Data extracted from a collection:
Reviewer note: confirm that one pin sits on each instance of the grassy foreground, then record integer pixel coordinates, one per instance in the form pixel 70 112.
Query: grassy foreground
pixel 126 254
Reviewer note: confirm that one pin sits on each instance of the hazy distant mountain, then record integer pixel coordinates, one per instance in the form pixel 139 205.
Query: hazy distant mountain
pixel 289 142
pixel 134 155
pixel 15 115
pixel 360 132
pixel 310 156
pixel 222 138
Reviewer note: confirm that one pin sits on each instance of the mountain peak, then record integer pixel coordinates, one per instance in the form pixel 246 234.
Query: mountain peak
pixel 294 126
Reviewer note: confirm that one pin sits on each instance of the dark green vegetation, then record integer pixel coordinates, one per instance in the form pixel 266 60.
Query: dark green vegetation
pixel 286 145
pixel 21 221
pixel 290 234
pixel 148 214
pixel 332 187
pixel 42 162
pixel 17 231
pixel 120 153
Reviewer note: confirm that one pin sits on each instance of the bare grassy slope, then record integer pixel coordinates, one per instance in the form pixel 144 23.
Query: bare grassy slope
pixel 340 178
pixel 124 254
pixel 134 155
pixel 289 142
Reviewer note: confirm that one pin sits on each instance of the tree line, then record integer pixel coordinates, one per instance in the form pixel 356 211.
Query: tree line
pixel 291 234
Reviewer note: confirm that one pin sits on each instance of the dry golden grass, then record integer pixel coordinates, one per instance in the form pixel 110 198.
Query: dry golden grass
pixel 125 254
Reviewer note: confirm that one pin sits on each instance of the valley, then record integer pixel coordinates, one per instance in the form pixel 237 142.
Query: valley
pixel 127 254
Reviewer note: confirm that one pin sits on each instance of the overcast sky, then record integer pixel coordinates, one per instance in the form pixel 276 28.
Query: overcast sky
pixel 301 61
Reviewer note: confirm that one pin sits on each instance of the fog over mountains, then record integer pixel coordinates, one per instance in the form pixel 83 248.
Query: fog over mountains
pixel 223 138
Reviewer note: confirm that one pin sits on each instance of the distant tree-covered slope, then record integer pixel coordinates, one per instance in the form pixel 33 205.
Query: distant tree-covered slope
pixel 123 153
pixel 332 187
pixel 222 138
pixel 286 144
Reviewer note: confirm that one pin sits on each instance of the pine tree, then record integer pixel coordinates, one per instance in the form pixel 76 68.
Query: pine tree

§ WHAT YOU ARE ASKED TO DO
All of the entries must be given again, word for word.

§ TASK RESPONSE
Reviewer note: confirm that one pin sits on each instance of the grassy foreground, then record integer pixel coordinates, one per instance in the form pixel 70 112.
Query: grassy foreground
pixel 126 254
Reviewer note: confirm that one pin sits on each instance of the hazy distant mountain, then record integer pixel coordinates, one per instance in the form pixel 139 205.
Query: hazy distant mountain
pixel 289 142
pixel 134 155
pixel 15 115
pixel 360 132
pixel 310 156
pixel 222 138
Reviewer note: confirm that one pin sits on each instance of the mountain peak, then record integer pixel coordinates, one per instance in the form pixel 246 234.
Query: mountain peak
pixel 294 126
Reviewer note: confirm that one pin sits on each instance of the dark green vegetation, then record integer pixel coordinates, one per instance in the form pixel 266 60.
Query: dark green vegetation
pixel 286 145
pixel 21 221
pixel 290 234
pixel 148 214
pixel 332 187
pixel 42 162
pixel 17 231
pixel 120 153
Reviewer note: confirm that one pin sits on each instance of the bare grassy slope, then record integer pixel coordinates, one per instance in the form pixel 144 23.
Query: bare grassy slope
pixel 340 178
pixel 124 254
pixel 134 155
pixel 289 142
Reviewer note: confirm that one pin sits on each instance of the tree line, then record integer pixel coordinates, one per instance in the form pixel 356 211.
Query: tree line
pixel 291 234
Reviewer note: confirm that one pin sits on each instance of the dry golden grass, then record integer pixel coordinates, one per instance in the form pixel 110 198.
Query: dry golden grass
pixel 125 254
Reviewer note: confirm that one pin sits on each instance of the valley, then record integer pixel coordinates, one per instance in the form pixel 237 142.
Query: valley
pixel 127 254
Reviewer note: confirm that one pin sits on each instance of the overcast sky, then record integer pixel coordinates, one per instance in the form pixel 276 28.
Query: overcast sky
pixel 301 61
Reviewer note: confirm that one pin sits on each instance of the fog over mountains, then record integer pixel coordinates, one per instance in the form pixel 83 248.
Query: fog over mountains
pixel 223 138
Reviewer note: confirm that one pin sits on each instance of the distant tree-covered slope, then record integer pixel coordinates, one per instance in the form pixel 33 205.
Query: distant tree-covered slope
pixel 123 153
pixel 332 187
pixel 222 138
pixel 286 144
Reviewer note: confirm that one pin sits on each instance of the pine tree, then record integer pixel coordinates, one per instance in the form pixel 76 68.
Query: pine tree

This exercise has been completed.